COSA SI CHIEDE> Puoi proseguire il brano sulla fuga di Paolino dall'Aquitania e sulle nozze con Therasia, ripartendo subito dopo la sua ultima frase?

Palesate le sue intenzioni, che ormai erano state tradotte in fatti, deve fuggire lasciandosi dietro l’accusa di aver provocato la morte violenta del fratello. Il silenzio su questa vicenda è assordante: c’è chi incolpa i seguaci del defunto imperatore Magno Massimo, chi lo stesso Paolino - che non fa niente per alleviare il suo senso di colpa. Forse andavano messe insieme le due versioni: i seguaci di Massimo erano gli avversari di Priscilliano e Paolino aveva in ogni caso coinvolto il fratello nelle sue decisioni di vendita. La proprietà del fratello non venne comunque intaccata, visto che veniva citata ancora da Ausonio come confinante con la sua[20].

Il precipitoso abbandono dell’Aquitania era avvenuto in autunno e la destinazione era Complutum[21]. Il motivo della scelta di quella cittadina non è rivelato da Paolino e nessuno azzarda ipotesi. Nel Carme 21 rivela che in quell’occasione aveva fatto voto a S. Felice perché dimostrasse la sua estraneità (proprio come aveva fatto papa Damaso). Con le epistole 35 e 36 indirizzate a Delfino e Amando di Bordeaux esprime il peso della colpa che prova per la morte del fratello e il senso d’inadeguatezza della sua coltivazione spirituale per affrontare una simile prova.[22] Si parla di un’inchiesta, di scampata confisca di beni – quindi non aveva liquidato tutto...[23]

Fino a quel momento non era ancora entrata in scena Therasia (Terasia), ricca orfana cristiana battezzata di Complutum, che Paolino sposerà in quello stesso anno. Essendo arrivato in autunno, oltre alle vendite in segreto aveva anche già combinato il matrimonio a distanza? Therasia è una delle figure femminili più silenziose ed enigmatiche di tutta questa storia. Non sappiamo quanti anni avesse, come apparisse, come fosse entrata in contatto con Paolino, di cosa si occupasse. E’ solo una fugace citazione nelle lettere o una firma congiunta[24]. Ma anche questo silenzio intorno alla sua figura appare come una necessaria strategia per evitare ulteriori aggravamenti della sua posizione. La spada di Damocle del priscillianismo poteva cadere in qualsiasi momento, come la convocazione del sinodo di Ambrogio stava a dimostrare. Da un’epigrafe si deduce la presenza della coppia in Aquitania, forse per il breve tempo necessario a presentare la moglie alla madre, rimasta a Ebromagus. Non fecero certo visita ad Ausonio, visto il risentimento che dimostra nella sua Epistola 21.

DATI FORNITI>
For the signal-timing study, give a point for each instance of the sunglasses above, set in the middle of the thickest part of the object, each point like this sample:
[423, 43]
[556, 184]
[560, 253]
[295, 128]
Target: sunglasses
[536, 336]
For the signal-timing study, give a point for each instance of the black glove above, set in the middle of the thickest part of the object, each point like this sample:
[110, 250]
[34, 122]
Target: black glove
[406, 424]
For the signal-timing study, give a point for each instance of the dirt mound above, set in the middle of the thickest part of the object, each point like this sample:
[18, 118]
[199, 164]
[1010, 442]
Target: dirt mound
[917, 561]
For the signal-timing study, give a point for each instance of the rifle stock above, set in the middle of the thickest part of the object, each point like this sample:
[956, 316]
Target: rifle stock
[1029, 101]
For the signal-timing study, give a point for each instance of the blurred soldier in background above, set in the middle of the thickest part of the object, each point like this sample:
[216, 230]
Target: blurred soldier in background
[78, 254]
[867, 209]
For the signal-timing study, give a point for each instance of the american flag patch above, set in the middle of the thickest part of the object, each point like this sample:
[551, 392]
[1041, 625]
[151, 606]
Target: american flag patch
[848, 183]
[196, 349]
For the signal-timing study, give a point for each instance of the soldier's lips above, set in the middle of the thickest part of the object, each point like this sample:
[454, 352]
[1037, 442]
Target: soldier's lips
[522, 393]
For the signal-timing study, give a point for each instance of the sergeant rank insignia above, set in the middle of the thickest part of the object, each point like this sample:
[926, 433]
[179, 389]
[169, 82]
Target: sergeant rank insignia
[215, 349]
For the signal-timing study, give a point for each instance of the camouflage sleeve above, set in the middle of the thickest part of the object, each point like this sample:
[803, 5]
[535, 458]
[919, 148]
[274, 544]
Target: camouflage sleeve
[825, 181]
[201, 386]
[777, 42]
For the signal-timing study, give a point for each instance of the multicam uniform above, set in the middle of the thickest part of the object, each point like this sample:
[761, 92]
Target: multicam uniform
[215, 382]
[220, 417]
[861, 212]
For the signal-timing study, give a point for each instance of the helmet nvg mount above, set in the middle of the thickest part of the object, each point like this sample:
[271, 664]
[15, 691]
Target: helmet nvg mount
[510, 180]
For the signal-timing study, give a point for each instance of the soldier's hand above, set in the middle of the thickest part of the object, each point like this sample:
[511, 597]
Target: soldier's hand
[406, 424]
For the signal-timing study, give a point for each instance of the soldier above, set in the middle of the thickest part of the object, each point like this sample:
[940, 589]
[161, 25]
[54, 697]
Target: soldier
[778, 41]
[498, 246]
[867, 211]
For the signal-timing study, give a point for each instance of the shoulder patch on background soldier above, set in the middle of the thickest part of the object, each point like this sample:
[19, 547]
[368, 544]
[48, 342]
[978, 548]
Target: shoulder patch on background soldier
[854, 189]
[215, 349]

RISPOSTA AL QUESITO>
Ausonio gli scrive a Complutum provocandolo: non gli risponde più perché è sottoposto a controllo di polizia? Ha bisogno di un inchiostro simpatico? Vuole un codice segreto? Non è capace di sottrarsi alla censura della moglie?[25] Questi versi, che suonano come un rimprovero per la moglie troppo possessiva e bigotta che impediva a Paolino di esprimersi come sempre aveva fatto, sono stati interpretati come se Paolino dovesse difendersi da un delatore e dal magistrato che indagava sui crimini (Vel si tibi proditor instat auto quaesitoris grauior censura timetur), invece esprimono l’incredulità che Paolino possa snobbare il vecchio amico di famiglia, verso il quale aveva dei doveri...di riconoscenza. Nella sua logica, non poteva essere colpa di Paolino, ma solo della perfida moglie Therasia, che neppure vuole nominare.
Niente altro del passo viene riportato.